--- begin Supplied entries ---

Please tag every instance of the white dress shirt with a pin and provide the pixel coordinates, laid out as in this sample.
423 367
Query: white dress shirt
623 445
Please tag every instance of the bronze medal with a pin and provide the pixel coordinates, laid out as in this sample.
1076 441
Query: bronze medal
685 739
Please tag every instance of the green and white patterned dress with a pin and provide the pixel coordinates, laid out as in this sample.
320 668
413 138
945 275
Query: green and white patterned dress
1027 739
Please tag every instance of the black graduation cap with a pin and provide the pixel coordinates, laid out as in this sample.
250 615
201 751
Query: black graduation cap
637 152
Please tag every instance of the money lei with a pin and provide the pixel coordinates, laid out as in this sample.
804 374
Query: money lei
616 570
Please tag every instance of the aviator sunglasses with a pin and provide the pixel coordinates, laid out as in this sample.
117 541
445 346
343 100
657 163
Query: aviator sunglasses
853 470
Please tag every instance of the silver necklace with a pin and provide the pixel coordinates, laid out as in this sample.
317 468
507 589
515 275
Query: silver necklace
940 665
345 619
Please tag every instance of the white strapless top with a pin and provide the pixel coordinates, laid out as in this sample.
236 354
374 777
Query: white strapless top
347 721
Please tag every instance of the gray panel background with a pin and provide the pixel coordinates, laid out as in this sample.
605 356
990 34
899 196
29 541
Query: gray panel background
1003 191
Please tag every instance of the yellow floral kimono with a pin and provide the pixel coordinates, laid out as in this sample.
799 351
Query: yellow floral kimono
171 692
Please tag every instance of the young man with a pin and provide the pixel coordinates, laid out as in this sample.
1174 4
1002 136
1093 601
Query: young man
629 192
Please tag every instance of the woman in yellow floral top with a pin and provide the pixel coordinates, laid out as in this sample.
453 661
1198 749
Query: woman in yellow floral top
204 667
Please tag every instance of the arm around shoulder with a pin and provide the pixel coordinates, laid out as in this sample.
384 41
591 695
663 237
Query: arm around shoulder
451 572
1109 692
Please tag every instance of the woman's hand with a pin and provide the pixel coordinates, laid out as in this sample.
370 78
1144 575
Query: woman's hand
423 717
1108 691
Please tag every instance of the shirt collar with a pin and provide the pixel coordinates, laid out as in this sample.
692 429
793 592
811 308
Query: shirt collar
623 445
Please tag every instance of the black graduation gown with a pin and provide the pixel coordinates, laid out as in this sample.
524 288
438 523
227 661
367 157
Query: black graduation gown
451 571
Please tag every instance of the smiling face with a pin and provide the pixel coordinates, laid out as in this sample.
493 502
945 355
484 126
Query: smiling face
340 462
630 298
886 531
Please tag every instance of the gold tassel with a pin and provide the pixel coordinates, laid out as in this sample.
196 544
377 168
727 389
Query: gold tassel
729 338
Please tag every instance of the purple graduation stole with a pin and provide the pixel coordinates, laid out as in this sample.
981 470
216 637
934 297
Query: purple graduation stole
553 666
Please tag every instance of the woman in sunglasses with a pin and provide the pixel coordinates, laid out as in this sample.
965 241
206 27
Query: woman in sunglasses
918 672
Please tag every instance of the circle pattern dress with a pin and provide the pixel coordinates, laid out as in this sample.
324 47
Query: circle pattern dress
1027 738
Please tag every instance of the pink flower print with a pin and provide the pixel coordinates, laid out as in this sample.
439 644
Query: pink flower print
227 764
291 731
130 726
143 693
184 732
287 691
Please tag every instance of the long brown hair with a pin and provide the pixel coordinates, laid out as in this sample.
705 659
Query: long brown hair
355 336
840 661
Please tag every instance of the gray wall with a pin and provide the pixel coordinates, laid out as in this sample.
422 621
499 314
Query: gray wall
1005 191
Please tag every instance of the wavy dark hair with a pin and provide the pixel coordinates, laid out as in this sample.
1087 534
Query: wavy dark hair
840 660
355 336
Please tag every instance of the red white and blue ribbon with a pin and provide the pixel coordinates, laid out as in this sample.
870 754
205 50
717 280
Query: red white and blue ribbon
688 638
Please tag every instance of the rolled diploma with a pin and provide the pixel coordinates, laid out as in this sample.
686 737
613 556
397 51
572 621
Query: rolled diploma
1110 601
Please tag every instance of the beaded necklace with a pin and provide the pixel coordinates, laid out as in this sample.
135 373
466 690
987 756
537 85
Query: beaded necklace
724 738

--- end Supplied entries ---

Rename "Query" to "Label" wherever it occurs in the stretch from the line containing "Please tag every instance of the pink" through the end of the material. Return only those lines, with nothing else changed.

Please tag every instance of the pink flower print with a pin and provide the pixel coordinates, laid out as in this sample.
439 644
Label: pink flower print
227 764
291 731
130 726
143 693
184 732
287 691
Please tag every instance of the long brown hair with a pin and provide the pixel coordinates, laid out as in this sample.
705 659
Label: long brown hair
355 336
840 661
Please tag every instance of the gray wall with a pin and provide the pixel coordinates, laid out as in this sample.
422 621
499 314
Label: gray wall
1005 191
Please tag every instance of the wavy dark hair with a pin and provide the pixel coordinates, laid out as in this sample.
1087 534
Label: wavy dark hair
840 660
355 336
Please tag every instance of the red white and blue ribbon with a pin and provide the pixel coordinates, laid out as in this sample.
870 754
205 50
717 280
Label: red white and blue ribbon
688 638
Please tag every instance of the rolled diploma with a pin and provide the pixel coordinates, laid out as in this sample.
686 737
613 556
397 51
572 621
Label: rolled diploma
1110 601
Please tag every instance of the beaded necklace with a pin and provide the pixel coordinates, laid out as in this sample.
135 373
466 690
987 756
537 85
Label: beaded necklace
724 738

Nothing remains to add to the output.